- _Work to be completed_
Give the lines from the one containing "each hill visible." through the one containing "[0,24,155,67]" below, both included, as a JSON list of strings with one string per line. Leave out any blank lines.

- _Given data_

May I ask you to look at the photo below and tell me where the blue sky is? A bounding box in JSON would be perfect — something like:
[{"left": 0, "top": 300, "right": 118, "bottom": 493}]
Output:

* * *

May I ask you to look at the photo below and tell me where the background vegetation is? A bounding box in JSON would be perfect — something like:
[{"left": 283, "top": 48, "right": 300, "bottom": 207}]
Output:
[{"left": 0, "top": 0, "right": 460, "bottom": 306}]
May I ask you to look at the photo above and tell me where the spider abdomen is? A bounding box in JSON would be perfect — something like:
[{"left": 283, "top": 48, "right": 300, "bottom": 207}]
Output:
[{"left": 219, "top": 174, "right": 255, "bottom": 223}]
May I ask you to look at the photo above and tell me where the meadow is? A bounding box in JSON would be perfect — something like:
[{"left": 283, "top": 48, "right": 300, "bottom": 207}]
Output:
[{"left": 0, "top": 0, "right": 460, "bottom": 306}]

* * *

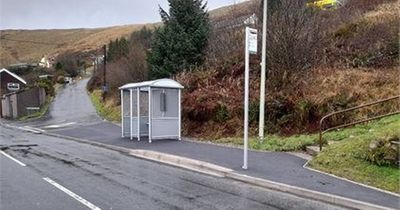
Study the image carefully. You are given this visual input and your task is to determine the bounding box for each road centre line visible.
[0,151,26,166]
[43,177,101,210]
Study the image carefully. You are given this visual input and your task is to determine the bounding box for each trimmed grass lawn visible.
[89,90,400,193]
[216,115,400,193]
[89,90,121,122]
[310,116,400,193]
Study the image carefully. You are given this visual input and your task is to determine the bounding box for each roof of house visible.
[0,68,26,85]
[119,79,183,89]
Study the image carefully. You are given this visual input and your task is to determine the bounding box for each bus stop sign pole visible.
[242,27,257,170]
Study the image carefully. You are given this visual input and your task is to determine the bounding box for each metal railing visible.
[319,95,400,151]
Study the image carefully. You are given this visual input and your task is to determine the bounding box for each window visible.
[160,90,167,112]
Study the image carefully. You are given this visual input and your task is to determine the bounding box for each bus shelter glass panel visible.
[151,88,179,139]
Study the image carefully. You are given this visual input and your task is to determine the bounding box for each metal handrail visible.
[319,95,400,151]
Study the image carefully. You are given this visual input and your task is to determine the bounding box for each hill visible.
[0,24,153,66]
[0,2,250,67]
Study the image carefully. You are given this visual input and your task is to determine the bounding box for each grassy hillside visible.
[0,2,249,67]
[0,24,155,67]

- _Task output_
[
  "Study the image carefully. You are given this visual input and your task is to determine the bounding box for each hill visible.",
  "[0,24,153,66]",
  "[0,2,250,67]",
  "Study the image carefully. You are given this visual input and your task is to determine the bounding box for each grassy hillside visible.",
  "[0,2,249,67]",
  "[0,24,155,67]"
]